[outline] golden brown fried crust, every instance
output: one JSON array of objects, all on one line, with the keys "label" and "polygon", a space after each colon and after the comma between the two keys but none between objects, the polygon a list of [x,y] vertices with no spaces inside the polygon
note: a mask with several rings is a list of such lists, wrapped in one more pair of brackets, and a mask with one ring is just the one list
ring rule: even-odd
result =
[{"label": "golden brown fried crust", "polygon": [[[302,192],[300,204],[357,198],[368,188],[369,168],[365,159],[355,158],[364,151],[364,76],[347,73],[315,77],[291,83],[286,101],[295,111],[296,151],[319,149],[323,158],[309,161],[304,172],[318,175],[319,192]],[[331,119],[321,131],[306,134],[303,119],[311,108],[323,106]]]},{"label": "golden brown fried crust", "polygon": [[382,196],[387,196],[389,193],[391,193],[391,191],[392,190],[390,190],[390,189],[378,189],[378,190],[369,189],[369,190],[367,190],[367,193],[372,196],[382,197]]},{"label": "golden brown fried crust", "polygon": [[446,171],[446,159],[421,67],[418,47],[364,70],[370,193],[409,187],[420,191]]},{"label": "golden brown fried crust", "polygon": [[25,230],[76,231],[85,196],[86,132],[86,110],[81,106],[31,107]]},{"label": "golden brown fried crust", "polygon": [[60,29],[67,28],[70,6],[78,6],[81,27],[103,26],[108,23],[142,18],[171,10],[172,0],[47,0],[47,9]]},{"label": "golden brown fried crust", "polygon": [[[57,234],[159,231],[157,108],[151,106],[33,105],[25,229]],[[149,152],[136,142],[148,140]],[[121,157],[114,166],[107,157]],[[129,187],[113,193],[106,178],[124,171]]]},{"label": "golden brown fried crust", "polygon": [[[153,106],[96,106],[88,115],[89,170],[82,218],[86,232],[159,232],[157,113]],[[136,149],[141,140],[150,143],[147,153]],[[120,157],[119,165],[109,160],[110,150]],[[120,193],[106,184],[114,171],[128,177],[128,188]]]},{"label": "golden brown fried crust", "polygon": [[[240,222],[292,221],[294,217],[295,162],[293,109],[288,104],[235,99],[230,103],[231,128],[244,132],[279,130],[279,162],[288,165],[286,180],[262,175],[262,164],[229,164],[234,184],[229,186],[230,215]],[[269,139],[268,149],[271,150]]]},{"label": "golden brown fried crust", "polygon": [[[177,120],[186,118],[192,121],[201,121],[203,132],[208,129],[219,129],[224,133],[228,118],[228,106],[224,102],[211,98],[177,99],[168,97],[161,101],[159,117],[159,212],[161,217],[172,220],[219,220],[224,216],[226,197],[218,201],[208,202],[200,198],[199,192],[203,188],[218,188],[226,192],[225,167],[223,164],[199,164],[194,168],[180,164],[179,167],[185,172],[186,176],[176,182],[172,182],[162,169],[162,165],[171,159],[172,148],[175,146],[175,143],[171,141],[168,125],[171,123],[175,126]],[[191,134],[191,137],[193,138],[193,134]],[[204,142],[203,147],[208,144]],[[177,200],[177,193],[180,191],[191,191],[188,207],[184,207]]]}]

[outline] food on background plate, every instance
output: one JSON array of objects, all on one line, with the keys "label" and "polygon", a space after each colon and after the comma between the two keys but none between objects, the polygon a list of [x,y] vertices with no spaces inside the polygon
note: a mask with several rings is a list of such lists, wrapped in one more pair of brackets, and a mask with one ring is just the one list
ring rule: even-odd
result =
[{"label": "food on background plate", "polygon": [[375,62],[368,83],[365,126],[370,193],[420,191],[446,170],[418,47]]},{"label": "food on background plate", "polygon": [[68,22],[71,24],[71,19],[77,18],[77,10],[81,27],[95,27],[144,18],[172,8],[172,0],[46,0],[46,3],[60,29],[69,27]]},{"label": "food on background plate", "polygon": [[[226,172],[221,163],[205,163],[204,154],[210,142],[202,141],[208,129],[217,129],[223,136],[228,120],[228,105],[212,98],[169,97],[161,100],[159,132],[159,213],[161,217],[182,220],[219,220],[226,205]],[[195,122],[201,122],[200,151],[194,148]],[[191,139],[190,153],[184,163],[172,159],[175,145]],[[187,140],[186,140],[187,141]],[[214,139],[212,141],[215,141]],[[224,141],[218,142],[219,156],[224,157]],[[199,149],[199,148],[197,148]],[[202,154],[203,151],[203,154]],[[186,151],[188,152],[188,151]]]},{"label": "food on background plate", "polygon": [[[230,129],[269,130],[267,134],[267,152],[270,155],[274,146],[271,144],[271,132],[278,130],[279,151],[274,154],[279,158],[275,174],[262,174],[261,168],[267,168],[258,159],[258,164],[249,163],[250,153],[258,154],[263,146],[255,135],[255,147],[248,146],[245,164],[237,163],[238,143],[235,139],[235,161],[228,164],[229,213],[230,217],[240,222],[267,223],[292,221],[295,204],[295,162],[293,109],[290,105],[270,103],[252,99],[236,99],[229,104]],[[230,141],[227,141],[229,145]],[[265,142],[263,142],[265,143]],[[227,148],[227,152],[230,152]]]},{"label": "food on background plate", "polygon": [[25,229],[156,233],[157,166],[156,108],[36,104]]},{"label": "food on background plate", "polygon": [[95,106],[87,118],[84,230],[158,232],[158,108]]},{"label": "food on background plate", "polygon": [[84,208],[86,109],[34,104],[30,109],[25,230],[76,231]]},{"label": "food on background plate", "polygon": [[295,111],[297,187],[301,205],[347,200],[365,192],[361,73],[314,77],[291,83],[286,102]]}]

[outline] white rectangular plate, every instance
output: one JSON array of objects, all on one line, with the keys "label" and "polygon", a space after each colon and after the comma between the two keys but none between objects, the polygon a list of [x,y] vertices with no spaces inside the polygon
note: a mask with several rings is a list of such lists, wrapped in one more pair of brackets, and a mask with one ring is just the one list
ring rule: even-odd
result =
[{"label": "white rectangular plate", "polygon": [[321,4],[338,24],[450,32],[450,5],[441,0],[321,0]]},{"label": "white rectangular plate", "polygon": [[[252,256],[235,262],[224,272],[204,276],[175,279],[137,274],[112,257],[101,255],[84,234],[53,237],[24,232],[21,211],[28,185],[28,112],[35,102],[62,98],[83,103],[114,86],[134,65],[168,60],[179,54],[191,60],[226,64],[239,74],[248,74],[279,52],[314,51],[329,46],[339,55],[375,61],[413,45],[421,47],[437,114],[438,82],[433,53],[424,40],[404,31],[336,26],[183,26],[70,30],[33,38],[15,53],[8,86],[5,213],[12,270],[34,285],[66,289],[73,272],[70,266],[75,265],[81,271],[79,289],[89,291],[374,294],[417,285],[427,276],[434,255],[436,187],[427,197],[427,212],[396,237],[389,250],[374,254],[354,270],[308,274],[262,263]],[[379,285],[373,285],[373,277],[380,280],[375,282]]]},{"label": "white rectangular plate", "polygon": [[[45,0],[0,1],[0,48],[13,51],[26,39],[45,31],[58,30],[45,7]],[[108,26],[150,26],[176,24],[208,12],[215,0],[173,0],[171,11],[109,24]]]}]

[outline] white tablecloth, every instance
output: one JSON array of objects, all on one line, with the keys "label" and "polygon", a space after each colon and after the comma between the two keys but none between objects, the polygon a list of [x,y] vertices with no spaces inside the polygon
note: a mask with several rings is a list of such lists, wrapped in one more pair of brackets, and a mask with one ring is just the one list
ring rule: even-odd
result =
§
__WHAT IS NEEDED__.
When you repeat the data, keep each line exactly as given.

__RESULT FOR THIS TASK__.
[outline] golden brown fried crust, every instance
output: one JSON array of objects, all on one line, with the keys "label" and "polygon", a space after each colon and after the comma between the two keys but none between objects, the polygon a list of [x,y] vertices with no spaces inside the polygon
note: a mask with several rings is a list of such lists, wrapped in one more pair of brackets, and a mask with one ring is just the one list
ring rule: even-odd
result =
[{"label": "golden brown fried crust", "polygon": [[[302,192],[300,204],[357,198],[368,188],[369,168],[365,159],[355,158],[364,151],[364,76],[347,73],[315,77],[291,83],[286,101],[295,111],[296,151],[319,149],[323,158],[309,161],[304,172],[318,175],[319,192]],[[331,119],[321,131],[306,134],[303,119],[311,108],[323,106]]]},{"label": "golden brown fried crust", "polygon": [[382,196],[387,196],[389,193],[391,193],[391,191],[392,190],[390,190],[390,189],[378,189],[378,190],[369,189],[369,190],[367,190],[367,193],[372,196],[382,197]]},{"label": "golden brown fried crust", "polygon": [[446,171],[446,159],[421,67],[418,47],[364,70],[370,193],[409,187],[420,191]]},{"label": "golden brown fried crust", "polygon": [[25,230],[76,231],[85,196],[86,132],[86,110],[81,106],[31,107]]},{"label": "golden brown fried crust", "polygon": [[60,29],[67,28],[70,6],[78,6],[81,27],[103,26],[108,23],[142,18],[171,10],[172,0],[47,0],[47,9]]},{"label": "golden brown fried crust", "polygon": [[[57,234],[159,231],[157,108],[151,106],[33,105],[25,229]],[[149,152],[136,142],[148,140]],[[121,157],[114,166],[107,157]],[[129,187],[113,193],[106,178],[124,171]]]},{"label": "golden brown fried crust", "polygon": [[[153,106],[96,106],[88,115],[89,170],[82,218],[86,232],[159,232],[157,113]],[[136,149],[141,140],[150,143],[147,153]],[[120,157],[119,165],[109,160],[110,150]],[[120,193],[106,184],[114,171],[128,177],[128,188]]]},{"label": "golden brown fried crust", "polygon": [[[240,222],[292,221],[294,217],[295,162],[293,109],[288,104],[235,99],[230,103],[231,128],[244,132],[279,130],[279,162],[288,165],[286,180],[262,175],[262,164],[229,164],[234,184],[229,186],[230,215]],[[269,139],[268,149],[271,150]]]},{"label": "golden brown fried crust", "polygon": [[[177,120],[186,118],[192,121],[201,121],[203,132],[208,129],[219,129],[224,133],[228,118],[228,106],[224,102],[211,98],[177,99],[168,97],[161,101],[159,117],[159,212],[161,217],[172,220],[219,220],[224,216],[226,197],[218,201],[208,202],[200,198],[199,192],[203,188],[218,188],[226,192],[225,167],[223,164],[199,164],[194,168],[180,164],[179,167],[185,172],[186,176],[176,182],[172,182],[162,169],[162,165],[171,159],[172,148],[175,146],[175,143],[171,141],[168,125],[171,123],[175,126]],[[191,134],[191,137],[193,138],[193,134]],[[204,142],[203,147],[208,144]],[[177,200],[177,193],[180,191],[191,191],[188,207],[184,207]]]}]

[outline] food on background plate, every instance
output: one JSON array of objects, all on one line, with the keys "label" and "polygon", a space after each colon and after the comma between the two keys but none between objects, the polygon a list of [x,y] vertices with no spaces inside the polygon
note: a mask with several rings is a list of such lists, wrapped in one more pair of brackets, and a mask with one ring is just the one list
ring rule: even-odd
result =
[{"label": "food on background plate", "polygon": [[375,62],[368,83],[365,126],[370,193],[420,191],[446,170],[418,47]]},{"label": "food on background plate", "polygon": [[68,22],[71,24],[71,19],[77,18],[77,10],[81,27],[95,27],[144,18],[172,8],[172,0],[46,0],[46,3],[60,29],[69,27]]},{"label": "food on background plate", "polygon": [[[226,172],[221,163],[205,163],[204,154],[210,142],[202,141],[208,129],[217,129],[223,136],[228,120],[228,105],[212,98],[169,97],[161,100],[159,132],[159,213],[161,217],[182,220],[219,220],[226,205]],[[195,122],[201,122],[200,151],[194,148]],[[191,139],[190,153],[184,163],[172,159],[175,145]],[[187,140],[186,140],[187,141]],[[214,139],[212,141],[215,141]],[[224,141],[218,142],[219,156],[224,157]],[[199,149],[199,148],[197,148]],[[202,154],[203,151],[203,154]],[[186,151],[188,152],[188,151]]]},{"label": "food on background plate", "polygon": [[[230,129],[269,130],[267,134],[267,152],[270,155],[274,146],[271,144],[271,132],[278,130],[279,151],[274,154],[279,158],[275,174],[262,174],[261,168],[267,168],[258,159],[258,164],[249,163],[250,153],[258,154],[263,146],[255,135],[255,147],[248,146],[245,164],[237,163],[238,143],[235,139],[235,161],[228,164],[229,213],[230,217],[240,222],[267,223],[292,221],[295,204],[295,162],[293,109],[290,105],[270,103],[252,99],[236,99],[229,104]],[[230,141],[227,141],[229,145]],[[265,142],[263,142],[265,143]],[[227,148],[227,152],[230,152]]]},{"label": "food on background plate", "polygon": [[25,229],[156,233],[157,166],[156,108],[36,104]]},{"label": "food on background plate", "polygon": [[95,106],[87,118],[84,230],[158,232],[158,108]]},{"label": "food on background plate", "polygon": [[84,208],[86,109],[34,104],[30,109],[25,230],[76,231]]},{"label": "food on background plate", "polygon": [[295,111],[297,187],[301,205],[347,200],[365,192],[361,73],[314,77],[291,83],[286,102]]}]

[outline] white rectangular plate, every instance
output: one JSON array of objects, all on one line, with the keys "label" and "polygon", a space after each colon and after the comma between the two keys but none between objects, the polygon a list of [x,y] vertices with no spaces inside the polygon
note: a mask with several rings is a list of such lists, wrapped in one more pair of brackets, and a mask with one ring is just the one list
ring rule: even-odd
result =
[{"label": "white rectangular plate", "polygon": [[321,4],[338,24],[450,32],[450,5],[441,0],[321,0]]},{"label": "white rectangular plate", "polygon": [[[252,256],[235,262],[224,272],[204,276],[175,279],[137,274],[112,257],[101,255],[84,234],[53,237],[24,232],[21,211],[28,185],[28,112],[35,102],[62,98],[83,103],[114,86],[134,65],[168,60],[179,54],[191,60],[226,64],[239,74],[248,74],[279,52],[314,51],[329,46],[339,55],[375,61],[413,45],[421,47],[437,114],[438,82],[433,53],[424,40],[404,31],[336,26],[183,26],[70,30],[33,38],[15,53],[8,86],[5,213],[12,270],[34,285],[66,289],[73,272],[70,266],[75,265],[81,271],[79,289],[89,291],[374,294],[417,285],[427,276],[434,255],[436,187],[427,197],[427,212],[396,237],[389,250],[374,254],[354,270],[308,274],[262,263]],[[379,285],[373,285],[373,277],[380,280],[375,282]]]},{"label": "white rectangular plate", "polygon": [[[45,0],[0,1],[0,48],[13,51],[26,39],[45,31],[58,30],[45,7]],[[108,26],[150,26],[176,24],[208,12],[215,0],[173,0],[171,11],[109,24]]]}]

[outline] white tablecloth, every instance
output: one JSON array of objects, all on one line, with the keys "label" and "polygon", a space after each colon and after the comma between the two keys but none between objects, the polygon a list of [x,y] vertices with no spaces inside the polygon
note: a mask with several rings is a list of such lists, wrapped in one more pair of brackets, and a mask with one ring is just the one list
ring rule: even-odd
result =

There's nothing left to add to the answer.